● **The data**:
···

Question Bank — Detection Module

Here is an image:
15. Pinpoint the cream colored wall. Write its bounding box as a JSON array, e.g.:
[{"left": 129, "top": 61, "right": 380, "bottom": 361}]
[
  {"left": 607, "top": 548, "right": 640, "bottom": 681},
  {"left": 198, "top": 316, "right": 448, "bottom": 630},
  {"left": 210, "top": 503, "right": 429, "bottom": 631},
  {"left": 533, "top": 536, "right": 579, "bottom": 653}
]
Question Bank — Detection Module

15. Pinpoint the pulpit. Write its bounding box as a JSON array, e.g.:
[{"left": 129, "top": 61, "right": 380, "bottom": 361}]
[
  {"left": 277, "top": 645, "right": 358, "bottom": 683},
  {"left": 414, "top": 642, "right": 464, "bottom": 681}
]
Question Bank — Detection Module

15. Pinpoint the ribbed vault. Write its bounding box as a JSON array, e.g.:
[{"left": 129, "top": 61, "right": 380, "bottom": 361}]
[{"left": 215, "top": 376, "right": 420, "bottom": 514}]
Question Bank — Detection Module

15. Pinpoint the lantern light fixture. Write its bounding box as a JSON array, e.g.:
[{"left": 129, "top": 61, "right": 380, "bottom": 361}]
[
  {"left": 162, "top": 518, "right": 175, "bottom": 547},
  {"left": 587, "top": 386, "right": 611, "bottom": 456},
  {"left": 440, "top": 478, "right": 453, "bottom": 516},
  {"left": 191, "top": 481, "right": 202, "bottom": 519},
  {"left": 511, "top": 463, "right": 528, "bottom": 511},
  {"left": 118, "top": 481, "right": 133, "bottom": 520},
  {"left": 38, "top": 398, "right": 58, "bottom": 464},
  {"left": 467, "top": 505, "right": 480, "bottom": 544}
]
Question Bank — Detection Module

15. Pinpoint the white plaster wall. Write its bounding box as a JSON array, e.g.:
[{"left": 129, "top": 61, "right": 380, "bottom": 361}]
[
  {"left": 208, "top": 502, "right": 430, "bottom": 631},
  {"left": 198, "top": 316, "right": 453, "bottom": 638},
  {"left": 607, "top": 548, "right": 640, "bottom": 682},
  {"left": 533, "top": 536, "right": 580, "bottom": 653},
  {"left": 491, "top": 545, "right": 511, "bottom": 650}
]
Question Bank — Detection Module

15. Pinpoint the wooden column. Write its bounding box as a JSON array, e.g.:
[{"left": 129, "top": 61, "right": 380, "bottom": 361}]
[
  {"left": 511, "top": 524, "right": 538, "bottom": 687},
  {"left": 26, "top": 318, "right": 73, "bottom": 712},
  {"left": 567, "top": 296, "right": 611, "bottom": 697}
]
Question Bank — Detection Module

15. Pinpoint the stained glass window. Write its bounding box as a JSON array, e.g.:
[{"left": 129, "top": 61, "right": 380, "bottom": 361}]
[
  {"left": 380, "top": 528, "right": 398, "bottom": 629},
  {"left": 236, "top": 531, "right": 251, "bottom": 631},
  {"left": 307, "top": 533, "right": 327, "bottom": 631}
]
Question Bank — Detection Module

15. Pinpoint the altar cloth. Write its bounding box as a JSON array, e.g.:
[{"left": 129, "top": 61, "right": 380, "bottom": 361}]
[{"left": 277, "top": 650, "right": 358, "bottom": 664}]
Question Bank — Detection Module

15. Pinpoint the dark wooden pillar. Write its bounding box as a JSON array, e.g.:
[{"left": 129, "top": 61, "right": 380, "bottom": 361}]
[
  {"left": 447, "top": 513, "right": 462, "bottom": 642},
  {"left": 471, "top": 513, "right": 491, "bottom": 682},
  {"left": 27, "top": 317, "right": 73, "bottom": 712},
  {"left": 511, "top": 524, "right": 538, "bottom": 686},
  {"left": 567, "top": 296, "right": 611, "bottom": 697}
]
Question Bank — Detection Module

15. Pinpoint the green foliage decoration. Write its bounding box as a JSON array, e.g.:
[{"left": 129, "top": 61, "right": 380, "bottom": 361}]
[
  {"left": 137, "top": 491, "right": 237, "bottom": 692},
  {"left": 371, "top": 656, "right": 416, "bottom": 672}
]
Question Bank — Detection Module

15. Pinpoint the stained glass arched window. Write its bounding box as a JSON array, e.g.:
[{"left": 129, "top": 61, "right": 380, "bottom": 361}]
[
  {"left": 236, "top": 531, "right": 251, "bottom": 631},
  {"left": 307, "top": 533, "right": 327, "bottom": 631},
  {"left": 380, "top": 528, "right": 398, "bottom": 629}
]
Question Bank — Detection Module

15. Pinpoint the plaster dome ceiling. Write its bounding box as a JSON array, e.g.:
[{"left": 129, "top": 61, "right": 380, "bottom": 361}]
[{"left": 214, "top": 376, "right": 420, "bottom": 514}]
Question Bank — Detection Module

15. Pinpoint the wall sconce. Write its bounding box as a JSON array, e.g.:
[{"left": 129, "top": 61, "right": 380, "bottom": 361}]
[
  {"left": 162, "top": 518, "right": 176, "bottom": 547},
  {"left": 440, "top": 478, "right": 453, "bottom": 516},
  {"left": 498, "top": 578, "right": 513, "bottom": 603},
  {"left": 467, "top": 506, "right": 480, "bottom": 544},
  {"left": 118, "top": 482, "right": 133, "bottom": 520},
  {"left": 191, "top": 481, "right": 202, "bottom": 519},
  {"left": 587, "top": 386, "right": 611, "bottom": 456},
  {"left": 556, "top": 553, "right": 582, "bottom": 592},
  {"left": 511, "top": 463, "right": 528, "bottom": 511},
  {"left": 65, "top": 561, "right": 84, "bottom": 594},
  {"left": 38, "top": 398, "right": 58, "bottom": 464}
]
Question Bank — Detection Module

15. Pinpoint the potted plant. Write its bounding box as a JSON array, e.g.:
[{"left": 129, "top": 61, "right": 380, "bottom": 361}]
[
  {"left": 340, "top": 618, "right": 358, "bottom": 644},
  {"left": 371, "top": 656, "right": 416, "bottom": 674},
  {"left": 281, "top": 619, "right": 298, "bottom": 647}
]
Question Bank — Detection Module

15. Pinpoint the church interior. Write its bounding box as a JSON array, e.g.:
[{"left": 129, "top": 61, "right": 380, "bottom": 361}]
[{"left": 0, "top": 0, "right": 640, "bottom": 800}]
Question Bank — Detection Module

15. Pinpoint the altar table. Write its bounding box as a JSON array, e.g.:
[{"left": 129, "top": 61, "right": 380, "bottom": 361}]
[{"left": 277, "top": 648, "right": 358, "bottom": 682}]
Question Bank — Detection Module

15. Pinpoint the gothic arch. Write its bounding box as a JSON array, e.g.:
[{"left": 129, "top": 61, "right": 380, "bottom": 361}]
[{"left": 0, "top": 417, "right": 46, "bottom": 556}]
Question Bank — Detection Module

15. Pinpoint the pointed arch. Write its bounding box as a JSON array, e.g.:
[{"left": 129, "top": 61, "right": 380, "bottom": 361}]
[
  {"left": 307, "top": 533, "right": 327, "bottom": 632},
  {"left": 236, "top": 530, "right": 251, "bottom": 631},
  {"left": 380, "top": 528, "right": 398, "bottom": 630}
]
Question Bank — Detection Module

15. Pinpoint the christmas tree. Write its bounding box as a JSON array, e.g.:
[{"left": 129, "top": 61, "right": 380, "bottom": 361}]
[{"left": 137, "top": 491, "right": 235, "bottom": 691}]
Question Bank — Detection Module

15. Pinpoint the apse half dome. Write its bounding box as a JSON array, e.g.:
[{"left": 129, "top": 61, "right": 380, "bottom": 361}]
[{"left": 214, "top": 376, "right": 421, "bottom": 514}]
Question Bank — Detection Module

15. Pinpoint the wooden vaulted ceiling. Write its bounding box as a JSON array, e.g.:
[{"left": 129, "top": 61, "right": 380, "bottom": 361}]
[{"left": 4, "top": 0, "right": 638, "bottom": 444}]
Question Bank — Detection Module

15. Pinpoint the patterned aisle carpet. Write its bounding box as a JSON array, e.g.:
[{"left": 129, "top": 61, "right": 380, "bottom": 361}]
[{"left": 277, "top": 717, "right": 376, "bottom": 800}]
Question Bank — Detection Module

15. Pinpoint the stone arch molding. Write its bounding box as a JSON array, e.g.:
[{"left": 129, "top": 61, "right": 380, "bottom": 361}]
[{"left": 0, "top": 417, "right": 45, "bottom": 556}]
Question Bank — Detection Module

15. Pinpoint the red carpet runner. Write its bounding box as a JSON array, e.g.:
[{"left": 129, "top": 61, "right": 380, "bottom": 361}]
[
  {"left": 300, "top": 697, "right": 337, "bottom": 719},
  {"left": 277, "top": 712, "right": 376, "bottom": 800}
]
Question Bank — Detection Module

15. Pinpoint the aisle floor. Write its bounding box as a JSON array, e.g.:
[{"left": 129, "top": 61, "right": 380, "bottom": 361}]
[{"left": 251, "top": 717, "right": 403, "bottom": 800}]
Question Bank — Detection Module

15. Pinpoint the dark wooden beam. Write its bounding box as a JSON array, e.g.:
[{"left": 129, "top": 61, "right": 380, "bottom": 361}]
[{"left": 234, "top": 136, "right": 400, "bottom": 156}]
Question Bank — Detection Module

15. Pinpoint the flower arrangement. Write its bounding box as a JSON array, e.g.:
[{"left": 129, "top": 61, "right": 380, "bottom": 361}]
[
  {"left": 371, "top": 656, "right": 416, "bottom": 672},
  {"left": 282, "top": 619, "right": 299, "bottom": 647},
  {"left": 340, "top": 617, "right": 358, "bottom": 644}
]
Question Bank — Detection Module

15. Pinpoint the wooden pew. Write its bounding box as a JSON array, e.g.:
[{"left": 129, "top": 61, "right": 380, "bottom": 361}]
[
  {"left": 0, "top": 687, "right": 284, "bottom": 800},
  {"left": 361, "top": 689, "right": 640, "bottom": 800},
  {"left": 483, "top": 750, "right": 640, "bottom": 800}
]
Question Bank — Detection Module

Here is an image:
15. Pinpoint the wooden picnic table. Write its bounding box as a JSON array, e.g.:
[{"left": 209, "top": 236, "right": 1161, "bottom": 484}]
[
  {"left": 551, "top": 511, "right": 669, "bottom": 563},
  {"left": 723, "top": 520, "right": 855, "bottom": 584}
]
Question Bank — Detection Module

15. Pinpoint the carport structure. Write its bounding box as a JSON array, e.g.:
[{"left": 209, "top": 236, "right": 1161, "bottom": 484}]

···

● **What the task asks**: In the records above, how many lines contain the string "table", counting case? Reply with only the number.

● **Solution below**: 2